▶ Work to complete: Below are entries. Reproduce exactly the lines between the line holding "box: [105, 88, 119, 98]" and the line holding "positive clicks: (80, 85)", inclusive, and only those.

Data for this exercise START

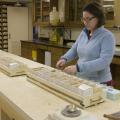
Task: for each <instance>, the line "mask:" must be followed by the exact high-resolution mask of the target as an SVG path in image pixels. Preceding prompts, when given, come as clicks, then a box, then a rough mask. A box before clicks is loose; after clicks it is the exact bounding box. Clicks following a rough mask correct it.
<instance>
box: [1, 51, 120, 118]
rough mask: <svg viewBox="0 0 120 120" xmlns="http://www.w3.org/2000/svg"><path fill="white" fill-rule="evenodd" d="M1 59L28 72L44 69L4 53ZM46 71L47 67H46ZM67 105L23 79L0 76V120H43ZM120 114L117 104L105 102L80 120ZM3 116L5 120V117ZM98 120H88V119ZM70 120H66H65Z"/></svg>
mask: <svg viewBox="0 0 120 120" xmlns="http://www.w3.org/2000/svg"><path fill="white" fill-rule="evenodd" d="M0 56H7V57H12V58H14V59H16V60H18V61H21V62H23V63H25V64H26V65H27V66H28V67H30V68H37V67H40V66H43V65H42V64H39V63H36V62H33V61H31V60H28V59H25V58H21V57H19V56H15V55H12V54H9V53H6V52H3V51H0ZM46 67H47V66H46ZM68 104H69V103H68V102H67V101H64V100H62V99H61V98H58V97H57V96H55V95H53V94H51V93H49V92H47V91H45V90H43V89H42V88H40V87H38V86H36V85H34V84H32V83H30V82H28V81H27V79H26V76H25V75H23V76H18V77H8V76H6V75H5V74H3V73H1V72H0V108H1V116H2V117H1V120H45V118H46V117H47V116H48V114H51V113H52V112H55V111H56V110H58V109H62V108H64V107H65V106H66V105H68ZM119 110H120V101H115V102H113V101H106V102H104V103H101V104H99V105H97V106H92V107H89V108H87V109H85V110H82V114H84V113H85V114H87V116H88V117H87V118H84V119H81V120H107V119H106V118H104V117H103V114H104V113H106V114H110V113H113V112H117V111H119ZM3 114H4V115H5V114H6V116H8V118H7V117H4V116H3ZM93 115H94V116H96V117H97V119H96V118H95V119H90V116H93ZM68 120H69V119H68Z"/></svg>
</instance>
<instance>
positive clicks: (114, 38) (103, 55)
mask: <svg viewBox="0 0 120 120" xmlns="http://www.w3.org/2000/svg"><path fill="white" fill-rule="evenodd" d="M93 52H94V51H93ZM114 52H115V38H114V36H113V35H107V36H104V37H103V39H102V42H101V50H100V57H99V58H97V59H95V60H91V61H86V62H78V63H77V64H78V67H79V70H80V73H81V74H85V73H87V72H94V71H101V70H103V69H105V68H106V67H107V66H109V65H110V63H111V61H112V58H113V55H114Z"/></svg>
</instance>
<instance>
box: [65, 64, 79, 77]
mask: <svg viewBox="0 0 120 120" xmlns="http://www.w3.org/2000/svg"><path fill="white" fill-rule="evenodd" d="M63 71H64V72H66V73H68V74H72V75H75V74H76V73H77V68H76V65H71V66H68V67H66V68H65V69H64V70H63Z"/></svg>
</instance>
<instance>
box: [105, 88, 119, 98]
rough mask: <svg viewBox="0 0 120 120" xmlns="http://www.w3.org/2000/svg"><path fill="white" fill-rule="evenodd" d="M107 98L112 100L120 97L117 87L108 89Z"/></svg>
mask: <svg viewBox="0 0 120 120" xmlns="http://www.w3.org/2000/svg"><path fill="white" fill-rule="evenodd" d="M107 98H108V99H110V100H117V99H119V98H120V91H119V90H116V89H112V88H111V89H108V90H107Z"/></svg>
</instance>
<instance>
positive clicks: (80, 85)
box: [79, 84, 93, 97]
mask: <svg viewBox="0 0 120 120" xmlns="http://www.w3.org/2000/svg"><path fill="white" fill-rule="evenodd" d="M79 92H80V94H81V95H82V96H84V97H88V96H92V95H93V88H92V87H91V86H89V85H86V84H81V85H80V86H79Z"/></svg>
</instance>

Data for this exercise END

▶ Output below:
box: [105, 88, 119, 98]
rough mask: <svg viewBox="0 0 120 120" xmlns="http://www.w3.org/2000/svg"><path fill="white" fill-rule="evenodd" d="M107 98L112 100L120 97L117 87L108 89Z"/></svg>
mask: <svg viewBox="0 0 120 120" xmlns="http://www.w3.org/2000/svg"><path fill="white" fill-rule="evenodd" d="M107 98H108V99H110V100H117V99H119V98H120V91H119V90H116V89H112V88H111V89H108V90H107Z"/></svg>
</instance>
<instance>
positive clicks: (80, 85)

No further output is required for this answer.